* Extract *
==========
About the eye surgery...Mom came over the night before and is staying with me the next few days so that all worked out so well, too! PTL!!!

I had COMPLETE PEACE going into surgery and am soooooo grateful to the Lord that He had me work through all that stuff beforehand so I could just rest in His peace. The surgery itself was fascinating to 'watch' from the inside of the eye they were working on...I don't know how to explain it...I don't know what I was seeing since the doctor removed and replaced the lens, but I saw something....it was an odd sound to hear this 'saw-like' machine - sounded almost like a dentist's drill...I saw all kinds of interesting shapes and colors moving around as he was working on my eye. I was sure curious about what was happening... The whole thing only took about 10 min. - actual surgery, though we were at the hospital prepping, etc. for several hours and then had another appt. with my eye doc in the afternoon to make sure it had gone alright. He said my cataract had been a very bad one.

All of the nurses were wonderful and my doctor is fantastic! My Mom was also fantastic! She had to push me all over in my wheelchair and has been a wonderful nurse!! It's great to finally be able to spend some 'holiday' days with her, too, these few days while I'm recovering! : )

Anyway, the surgery apparently was very successful!!!!!!!!!!!!!!!!!!!! PTL!!!!!!!!!!!!!!!!!!! It also was a breeze!! Hardly felt a thing!!!!

By the afternoon when he took off my patch to see if the surgery had gone okay, was already able to see quite a bit!! It was a very moving experience and I started to cry in the waiting room because I was soo overwhelmed at actually being able to see again!! Then when he checked me out I started crying in his office and gave him a big hug cause I was sooo happy and so grateful!!

Then he put my patch back on and in the evening when I had to take the patch off to put in more eye drops, my eyesight was already better than the afternoon!!!, and I got all emotional again - my poor Mom never knows when I'm going to be crying for joy these days! In the middle of the night I woke up and cried some more as I was just feeling suuuuuuuuuuuuuuuuuuuuch gratitude to God for this awesome gift!!!!!!!!!!!!!!!!!!!!!!!!!!!! It makes me think of sooo many people around the world, in poor countries, for example, who don't have access to this kind of help and that makes me so sad!!
==========
* Items listed in a dataset *
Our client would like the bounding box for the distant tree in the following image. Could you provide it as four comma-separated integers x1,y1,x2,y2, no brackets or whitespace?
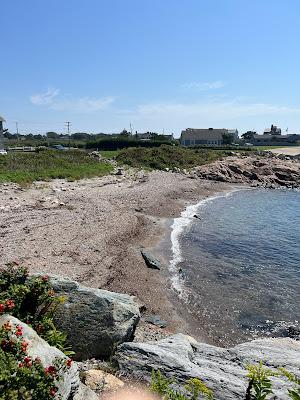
71,132,91,140
242,131,256,140
222,133,234,144
120,129,130,136
46,132,59,139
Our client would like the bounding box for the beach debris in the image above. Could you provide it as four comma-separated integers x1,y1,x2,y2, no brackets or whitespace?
145,314,167,328
141,249,161,269
82,369,124,393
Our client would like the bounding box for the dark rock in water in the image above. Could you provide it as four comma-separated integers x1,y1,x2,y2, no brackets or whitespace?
193,214,201,219
114,334,300,400
141,249,161,269
145,314,167,328
287,326,300,340
50,276,140,360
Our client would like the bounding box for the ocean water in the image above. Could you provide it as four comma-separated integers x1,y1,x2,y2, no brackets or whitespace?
170,189,300,345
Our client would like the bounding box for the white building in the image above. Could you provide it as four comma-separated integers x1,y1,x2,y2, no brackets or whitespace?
180,128,238,146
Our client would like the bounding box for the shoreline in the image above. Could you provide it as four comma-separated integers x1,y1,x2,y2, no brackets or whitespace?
150,184,246,345
0,170,234,337
0,157,298,344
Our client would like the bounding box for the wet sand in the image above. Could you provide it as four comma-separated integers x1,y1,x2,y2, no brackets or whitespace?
0,171,230,340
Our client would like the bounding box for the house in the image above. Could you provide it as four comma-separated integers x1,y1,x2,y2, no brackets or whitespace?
0,115,5,150
180,128,238,146
263,124,281,135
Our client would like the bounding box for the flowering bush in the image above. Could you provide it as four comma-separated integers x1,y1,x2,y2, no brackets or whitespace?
0,322,72,400
0,262,72,355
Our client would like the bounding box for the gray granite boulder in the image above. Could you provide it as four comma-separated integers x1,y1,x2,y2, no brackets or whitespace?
50,276,140,360
0,314,80,400
115,334,300,400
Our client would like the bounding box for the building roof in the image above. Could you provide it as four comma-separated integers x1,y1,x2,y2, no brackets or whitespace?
181,128,228,140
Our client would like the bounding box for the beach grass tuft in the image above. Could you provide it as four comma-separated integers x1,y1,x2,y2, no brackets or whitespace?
0,150,113,184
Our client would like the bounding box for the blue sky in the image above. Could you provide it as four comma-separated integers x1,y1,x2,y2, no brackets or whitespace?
0,0,300,136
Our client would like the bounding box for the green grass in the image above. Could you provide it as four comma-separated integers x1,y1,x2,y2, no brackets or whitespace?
0,150,113,184
252,144,300,151
99,150,120,158
116,145,227,169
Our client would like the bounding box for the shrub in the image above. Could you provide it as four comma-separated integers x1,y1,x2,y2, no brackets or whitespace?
0,263,73,355
116,145,226,170
0,323,71,400
150,370,213,400
246,362,274,400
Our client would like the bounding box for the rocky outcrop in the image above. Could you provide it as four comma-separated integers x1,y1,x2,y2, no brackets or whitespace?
51,276,140,360
0,315,81,400
115,334,300,400
82,369,124,394
192,155,300,188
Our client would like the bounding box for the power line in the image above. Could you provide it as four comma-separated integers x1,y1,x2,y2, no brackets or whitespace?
65,121,72,148
65,121,72,135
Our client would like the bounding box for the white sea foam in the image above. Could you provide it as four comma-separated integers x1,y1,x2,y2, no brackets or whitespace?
169,188,245,299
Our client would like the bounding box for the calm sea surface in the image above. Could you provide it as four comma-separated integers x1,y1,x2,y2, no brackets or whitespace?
171,189,300,345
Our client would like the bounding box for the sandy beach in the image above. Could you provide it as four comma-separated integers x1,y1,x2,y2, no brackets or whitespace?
0,171,230,339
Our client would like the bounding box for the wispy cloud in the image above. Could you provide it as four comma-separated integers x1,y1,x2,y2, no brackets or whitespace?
181,81,226,91
30,88,60,106
30,88,115,113
128,101,300,132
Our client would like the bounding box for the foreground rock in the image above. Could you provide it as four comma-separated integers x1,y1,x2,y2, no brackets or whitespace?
193,155,300,188
115,334,300,400
51,276,140,360
82,369,124,394
0,315,98,400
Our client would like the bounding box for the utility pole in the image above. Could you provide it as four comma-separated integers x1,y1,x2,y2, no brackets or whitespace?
65,121,72,148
==========
* Study questions *
a) Answer these questions using the eye surgery post:
(i) About how long did the actual surgery take?
(ii) What did the eye doctor say about the cataract?
(iii) Who pushed the writer around in the wheelchair?
b) Reproduce the stretch of the eye surgery post from "All of the nurses" through "and so grateful!!".

* Numbered responses *
a)
(i) About 10 minutes.
(ii) It had been a very bad one.
(iii) The writer's mother.

b)
All of the nurses were wonderful and my doctor is fantastic! My Mom was also fantastic! She had to push me all over in my wheelchair and has been a wonderful nurse!! It's great to finally be able to spend some 'holiday' days with her, too, these few days while I'm recovering! : )

Anyway, the surgery apparently was very successful!!!!!!!!!!!!!!!!!!!! PTL!!!!!!!!!!!!!!!!!!! It also was a breeze!! Hardly felt a thing!!!!

By the afternoon when he took off my patch to see if the surgery had gone okay, was already able to see quite a bit!! It was a very moving experience and I started to cry in the waiting room because I was soo overwhelmed at actually being able to see again!! Then when he checked me out I started crying in his office and gave him a big hug cause I was sooo happy and so grateful!!